==== RAW DATA

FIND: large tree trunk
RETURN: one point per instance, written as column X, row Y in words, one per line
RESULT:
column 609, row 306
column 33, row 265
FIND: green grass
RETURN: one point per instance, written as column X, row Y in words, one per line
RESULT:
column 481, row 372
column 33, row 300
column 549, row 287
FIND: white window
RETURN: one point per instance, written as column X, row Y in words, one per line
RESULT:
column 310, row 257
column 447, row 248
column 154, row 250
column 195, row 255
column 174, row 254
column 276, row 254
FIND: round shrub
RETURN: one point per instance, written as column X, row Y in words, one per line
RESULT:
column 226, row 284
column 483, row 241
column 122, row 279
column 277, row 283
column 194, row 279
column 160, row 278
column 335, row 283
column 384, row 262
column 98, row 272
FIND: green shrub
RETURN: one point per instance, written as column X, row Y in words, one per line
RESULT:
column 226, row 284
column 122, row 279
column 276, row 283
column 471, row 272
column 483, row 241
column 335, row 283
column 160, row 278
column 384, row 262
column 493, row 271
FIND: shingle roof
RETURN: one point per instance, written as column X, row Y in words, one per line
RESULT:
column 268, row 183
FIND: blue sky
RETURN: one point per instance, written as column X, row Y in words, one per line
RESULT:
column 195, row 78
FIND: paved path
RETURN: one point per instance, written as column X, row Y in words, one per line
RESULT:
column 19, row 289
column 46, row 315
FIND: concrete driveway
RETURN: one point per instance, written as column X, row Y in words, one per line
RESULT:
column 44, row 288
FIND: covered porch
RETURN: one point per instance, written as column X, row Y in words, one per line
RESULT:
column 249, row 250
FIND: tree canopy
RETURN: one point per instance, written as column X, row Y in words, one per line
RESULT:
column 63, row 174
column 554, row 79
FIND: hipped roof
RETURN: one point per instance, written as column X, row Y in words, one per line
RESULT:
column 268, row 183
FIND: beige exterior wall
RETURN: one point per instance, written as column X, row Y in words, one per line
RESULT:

========

→ **EXERCISE DIRECTIONS**:
Repeat the data in full, matching each line exactly.

→ **EXERCISE SOLUTION**:
FIND: large tree trunk
RETURN: one point per instance, written as column X, row Y in words, one per line
RESULT:
column 609, row 306
column 33, row 265
FIND: green grass
RETURN: one point per instance, written as column X, row Y in words, one per line
RESULT:
column 481, row 372
column 33, row 300
column 549, row 287
FIND: white window
RETURN: one point per instance, written as column X, row Y in words, one per line
RESULT:
column 310, row 257
column 447, row 248
column 154, row 250
column 195, row 255
column 174, row 254
column 276, row 254
FIND: round shrub
RETURN: one point per instance, written as column X, row Y in words, one per line
RESULT:
column 226, row 284
column 483, row 241
column 122, row 279
column 277, row 283
column 194, row 279
column 160, row 278
column 335, row 283
column 384, row 262
column 98, row 272
FIND: green shrub
RETURN: one point per instance, written as column X, row Y in words, one per line
RESULT:
column 226, row 284
column 122, row 279
column 276, row 283
column 471, row 272
column 483, row 241
column 335, row 283
column 160, row 278
column 384, row 262
column 493, row 271
FIND: shingle roof
RETURN: one point per instance, written as column X, row Y in words, one per line
RESULT:
column 268, row 183
FIND: blue sky
RETURN: one point per instance, written as column X, row Y in words, one per line
RESULT:
column 195, row 78
FIND: paved path
RETURN: one point per instance, written as column X, row Y in words, one per line
RESULT:
column 19, row 289
column 46, row 315
FIND: concrete driveway
RETURN: one point per instance, written as column X, row Y in words, one per line
RESULT:
column 44, row 288
FIND: covered porch
RETURN: one point per instance, written as column X, row Y in words, one per line
RESULT:
column 249, row 250
FIND: tree canopy
RETURN: one point per instance, written as column X, row Y in words, one per line
RESULT:
column 63, row 174
column 554, row 79
FIND: hipped roof
RETURN: one point per instance, written as column X, row Y in words, one per line
RESULT:
column 268, row 183
FIND: beige exterior wall
RETURN: one point per instance, written as column X, row Y in words, one per line
RESULT:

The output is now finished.